# Aim of the task
Return each line below that contains the string "black". Treat uppercase and lowercase as different.

# Data
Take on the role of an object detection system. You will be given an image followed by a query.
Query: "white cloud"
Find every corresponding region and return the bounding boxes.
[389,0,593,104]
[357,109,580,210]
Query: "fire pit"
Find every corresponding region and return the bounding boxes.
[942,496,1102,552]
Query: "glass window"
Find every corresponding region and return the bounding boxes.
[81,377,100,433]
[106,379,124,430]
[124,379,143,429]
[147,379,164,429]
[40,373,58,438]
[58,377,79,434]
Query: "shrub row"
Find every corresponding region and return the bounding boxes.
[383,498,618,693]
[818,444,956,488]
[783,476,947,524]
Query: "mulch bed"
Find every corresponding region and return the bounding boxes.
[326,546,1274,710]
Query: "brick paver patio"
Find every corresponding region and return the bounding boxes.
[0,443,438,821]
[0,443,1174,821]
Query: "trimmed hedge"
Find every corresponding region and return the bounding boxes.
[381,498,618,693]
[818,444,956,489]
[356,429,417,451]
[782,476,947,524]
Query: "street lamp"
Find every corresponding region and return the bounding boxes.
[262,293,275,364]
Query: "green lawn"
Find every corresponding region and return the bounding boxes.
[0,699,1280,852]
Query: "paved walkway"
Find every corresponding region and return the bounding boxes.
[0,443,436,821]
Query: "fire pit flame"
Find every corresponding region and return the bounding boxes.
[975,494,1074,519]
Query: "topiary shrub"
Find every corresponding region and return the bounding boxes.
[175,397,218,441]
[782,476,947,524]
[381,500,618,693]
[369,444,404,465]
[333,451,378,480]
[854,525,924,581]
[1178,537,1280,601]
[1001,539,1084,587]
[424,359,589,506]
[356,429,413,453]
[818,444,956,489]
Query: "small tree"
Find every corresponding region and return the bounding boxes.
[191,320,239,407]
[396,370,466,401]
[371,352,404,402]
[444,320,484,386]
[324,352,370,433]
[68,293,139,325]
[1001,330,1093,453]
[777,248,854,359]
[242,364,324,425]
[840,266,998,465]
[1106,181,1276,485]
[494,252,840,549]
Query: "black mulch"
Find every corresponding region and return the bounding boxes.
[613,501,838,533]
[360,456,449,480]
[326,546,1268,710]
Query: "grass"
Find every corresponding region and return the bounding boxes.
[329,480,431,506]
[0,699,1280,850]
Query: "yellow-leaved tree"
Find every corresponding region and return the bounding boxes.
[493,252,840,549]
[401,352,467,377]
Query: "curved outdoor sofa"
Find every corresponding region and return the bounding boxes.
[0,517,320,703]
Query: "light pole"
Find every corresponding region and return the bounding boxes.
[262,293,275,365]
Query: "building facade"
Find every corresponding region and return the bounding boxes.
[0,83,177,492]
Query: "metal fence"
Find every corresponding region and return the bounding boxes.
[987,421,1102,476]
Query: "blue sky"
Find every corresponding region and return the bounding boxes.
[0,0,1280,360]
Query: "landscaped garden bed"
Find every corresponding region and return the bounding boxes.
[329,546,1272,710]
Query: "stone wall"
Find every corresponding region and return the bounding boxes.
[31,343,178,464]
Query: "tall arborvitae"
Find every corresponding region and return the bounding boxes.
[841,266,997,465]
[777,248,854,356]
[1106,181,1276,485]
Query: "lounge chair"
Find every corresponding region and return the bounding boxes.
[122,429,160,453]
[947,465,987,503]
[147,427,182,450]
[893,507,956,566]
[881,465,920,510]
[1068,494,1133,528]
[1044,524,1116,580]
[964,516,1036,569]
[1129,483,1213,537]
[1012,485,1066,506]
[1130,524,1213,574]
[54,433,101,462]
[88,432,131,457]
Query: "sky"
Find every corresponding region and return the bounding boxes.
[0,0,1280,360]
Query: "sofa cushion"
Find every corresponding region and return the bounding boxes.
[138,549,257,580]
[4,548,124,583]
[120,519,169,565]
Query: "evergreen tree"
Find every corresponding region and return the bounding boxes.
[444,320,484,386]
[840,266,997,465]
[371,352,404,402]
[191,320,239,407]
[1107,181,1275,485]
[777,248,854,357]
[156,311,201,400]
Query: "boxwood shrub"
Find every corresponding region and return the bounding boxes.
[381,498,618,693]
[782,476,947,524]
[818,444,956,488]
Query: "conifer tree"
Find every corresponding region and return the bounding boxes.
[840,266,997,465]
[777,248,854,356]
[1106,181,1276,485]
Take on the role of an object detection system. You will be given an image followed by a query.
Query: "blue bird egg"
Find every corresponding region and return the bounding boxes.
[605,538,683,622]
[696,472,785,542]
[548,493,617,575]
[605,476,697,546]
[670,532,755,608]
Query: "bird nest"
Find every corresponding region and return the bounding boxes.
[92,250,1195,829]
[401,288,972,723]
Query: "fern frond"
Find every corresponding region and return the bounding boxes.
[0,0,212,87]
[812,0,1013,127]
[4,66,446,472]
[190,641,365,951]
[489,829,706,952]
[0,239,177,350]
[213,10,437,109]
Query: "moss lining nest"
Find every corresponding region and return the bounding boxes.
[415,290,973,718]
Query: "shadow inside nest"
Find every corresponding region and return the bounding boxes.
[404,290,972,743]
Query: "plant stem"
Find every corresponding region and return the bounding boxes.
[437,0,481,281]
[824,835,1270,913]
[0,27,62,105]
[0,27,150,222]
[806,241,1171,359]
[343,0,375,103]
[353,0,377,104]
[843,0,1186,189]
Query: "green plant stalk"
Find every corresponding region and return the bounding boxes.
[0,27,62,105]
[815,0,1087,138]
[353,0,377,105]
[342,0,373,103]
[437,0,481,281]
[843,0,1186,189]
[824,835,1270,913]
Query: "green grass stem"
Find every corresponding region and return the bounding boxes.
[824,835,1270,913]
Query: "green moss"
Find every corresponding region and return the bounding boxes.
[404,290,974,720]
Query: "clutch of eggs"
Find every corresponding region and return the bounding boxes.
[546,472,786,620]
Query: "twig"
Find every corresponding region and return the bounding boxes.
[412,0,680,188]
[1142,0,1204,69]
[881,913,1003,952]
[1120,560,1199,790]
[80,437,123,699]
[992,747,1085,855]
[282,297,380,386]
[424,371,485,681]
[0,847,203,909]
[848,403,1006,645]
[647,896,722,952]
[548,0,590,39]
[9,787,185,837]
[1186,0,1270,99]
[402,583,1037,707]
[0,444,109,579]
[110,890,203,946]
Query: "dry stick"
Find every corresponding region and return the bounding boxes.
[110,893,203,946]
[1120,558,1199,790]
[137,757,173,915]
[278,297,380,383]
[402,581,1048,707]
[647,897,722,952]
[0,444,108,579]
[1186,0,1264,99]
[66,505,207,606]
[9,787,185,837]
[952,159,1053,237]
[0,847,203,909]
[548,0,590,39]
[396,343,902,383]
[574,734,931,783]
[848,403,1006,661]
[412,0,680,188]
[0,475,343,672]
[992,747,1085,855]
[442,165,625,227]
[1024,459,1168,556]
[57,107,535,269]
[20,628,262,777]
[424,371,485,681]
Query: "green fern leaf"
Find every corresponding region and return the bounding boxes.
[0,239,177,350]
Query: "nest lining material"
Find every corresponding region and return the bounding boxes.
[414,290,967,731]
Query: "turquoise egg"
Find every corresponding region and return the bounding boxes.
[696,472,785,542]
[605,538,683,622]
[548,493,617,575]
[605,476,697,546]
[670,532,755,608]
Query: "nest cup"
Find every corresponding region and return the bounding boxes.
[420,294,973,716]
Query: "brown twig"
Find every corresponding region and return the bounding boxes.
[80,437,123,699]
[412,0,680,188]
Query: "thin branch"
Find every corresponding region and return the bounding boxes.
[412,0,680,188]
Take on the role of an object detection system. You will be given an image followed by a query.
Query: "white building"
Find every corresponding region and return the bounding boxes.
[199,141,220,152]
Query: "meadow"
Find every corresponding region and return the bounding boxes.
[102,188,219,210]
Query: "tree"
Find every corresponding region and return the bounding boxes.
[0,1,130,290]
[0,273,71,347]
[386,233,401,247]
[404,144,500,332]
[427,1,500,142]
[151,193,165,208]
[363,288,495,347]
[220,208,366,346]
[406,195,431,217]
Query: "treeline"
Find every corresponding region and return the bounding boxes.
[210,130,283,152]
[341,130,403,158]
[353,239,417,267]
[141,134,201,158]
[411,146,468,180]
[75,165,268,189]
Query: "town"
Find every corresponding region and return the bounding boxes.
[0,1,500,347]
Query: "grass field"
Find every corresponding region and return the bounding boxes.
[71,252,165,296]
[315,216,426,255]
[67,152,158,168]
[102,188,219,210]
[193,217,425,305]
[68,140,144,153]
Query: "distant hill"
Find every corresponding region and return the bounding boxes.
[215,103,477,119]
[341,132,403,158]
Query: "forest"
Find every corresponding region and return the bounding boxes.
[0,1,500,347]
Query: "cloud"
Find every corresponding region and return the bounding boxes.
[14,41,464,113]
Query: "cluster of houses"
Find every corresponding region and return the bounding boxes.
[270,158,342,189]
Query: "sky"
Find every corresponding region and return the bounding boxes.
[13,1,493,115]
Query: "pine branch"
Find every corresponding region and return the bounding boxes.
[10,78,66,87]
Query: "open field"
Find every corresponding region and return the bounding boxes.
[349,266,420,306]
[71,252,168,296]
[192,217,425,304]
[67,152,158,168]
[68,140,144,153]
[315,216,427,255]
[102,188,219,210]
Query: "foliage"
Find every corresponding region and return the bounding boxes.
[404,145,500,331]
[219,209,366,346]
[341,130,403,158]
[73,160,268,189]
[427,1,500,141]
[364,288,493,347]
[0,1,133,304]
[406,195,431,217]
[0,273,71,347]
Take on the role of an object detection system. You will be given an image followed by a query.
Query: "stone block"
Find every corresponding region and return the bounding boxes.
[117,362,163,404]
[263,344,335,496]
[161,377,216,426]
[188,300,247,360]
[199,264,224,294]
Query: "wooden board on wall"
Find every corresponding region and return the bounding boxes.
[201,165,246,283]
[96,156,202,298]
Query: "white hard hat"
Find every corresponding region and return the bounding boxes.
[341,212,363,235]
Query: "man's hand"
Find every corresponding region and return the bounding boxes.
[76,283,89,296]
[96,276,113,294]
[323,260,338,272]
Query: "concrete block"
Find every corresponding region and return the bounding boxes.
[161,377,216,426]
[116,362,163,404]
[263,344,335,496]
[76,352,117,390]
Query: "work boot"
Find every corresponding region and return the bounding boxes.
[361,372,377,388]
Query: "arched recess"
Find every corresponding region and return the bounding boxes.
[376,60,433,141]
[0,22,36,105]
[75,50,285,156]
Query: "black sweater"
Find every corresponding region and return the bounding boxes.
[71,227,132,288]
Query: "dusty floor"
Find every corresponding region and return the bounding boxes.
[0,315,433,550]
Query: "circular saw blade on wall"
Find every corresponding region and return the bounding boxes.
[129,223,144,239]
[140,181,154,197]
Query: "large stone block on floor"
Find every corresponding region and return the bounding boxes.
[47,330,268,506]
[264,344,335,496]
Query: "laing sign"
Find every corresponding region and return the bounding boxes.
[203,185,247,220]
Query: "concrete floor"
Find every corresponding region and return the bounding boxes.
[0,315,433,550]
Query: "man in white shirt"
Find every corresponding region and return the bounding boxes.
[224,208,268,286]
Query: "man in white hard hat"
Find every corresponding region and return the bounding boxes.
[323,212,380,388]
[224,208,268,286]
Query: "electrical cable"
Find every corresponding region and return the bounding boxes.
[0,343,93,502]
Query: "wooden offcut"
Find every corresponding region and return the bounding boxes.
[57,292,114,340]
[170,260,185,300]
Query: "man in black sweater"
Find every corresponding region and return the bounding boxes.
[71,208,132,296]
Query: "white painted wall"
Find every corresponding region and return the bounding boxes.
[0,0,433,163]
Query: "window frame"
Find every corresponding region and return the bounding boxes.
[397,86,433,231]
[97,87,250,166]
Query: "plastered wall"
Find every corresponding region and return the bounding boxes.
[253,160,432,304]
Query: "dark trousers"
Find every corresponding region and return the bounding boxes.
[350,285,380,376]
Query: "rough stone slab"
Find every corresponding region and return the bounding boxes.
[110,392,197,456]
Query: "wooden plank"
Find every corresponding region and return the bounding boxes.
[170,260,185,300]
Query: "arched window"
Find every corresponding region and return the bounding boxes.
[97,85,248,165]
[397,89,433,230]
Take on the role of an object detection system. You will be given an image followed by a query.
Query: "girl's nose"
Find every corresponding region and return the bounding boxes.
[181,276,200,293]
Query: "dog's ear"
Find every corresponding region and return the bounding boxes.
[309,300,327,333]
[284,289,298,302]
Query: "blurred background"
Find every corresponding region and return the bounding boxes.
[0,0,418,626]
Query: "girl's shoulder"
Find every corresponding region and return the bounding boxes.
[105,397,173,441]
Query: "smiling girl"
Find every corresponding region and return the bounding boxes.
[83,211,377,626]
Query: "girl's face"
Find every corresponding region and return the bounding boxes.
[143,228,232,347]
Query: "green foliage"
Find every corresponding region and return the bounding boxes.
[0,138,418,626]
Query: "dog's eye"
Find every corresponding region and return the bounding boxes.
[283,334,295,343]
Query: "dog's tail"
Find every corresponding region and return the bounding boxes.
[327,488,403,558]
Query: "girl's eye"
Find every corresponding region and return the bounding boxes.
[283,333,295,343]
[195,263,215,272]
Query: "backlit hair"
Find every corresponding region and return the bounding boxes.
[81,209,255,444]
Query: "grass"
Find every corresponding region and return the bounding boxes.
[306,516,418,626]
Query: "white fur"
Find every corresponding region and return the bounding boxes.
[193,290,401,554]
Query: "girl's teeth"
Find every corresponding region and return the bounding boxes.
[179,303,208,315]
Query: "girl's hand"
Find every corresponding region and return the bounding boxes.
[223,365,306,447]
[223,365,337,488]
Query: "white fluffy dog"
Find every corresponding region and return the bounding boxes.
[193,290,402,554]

# Full solution
Query: "black mulch"
Query: "black sweater"
Query: "man in black sweater"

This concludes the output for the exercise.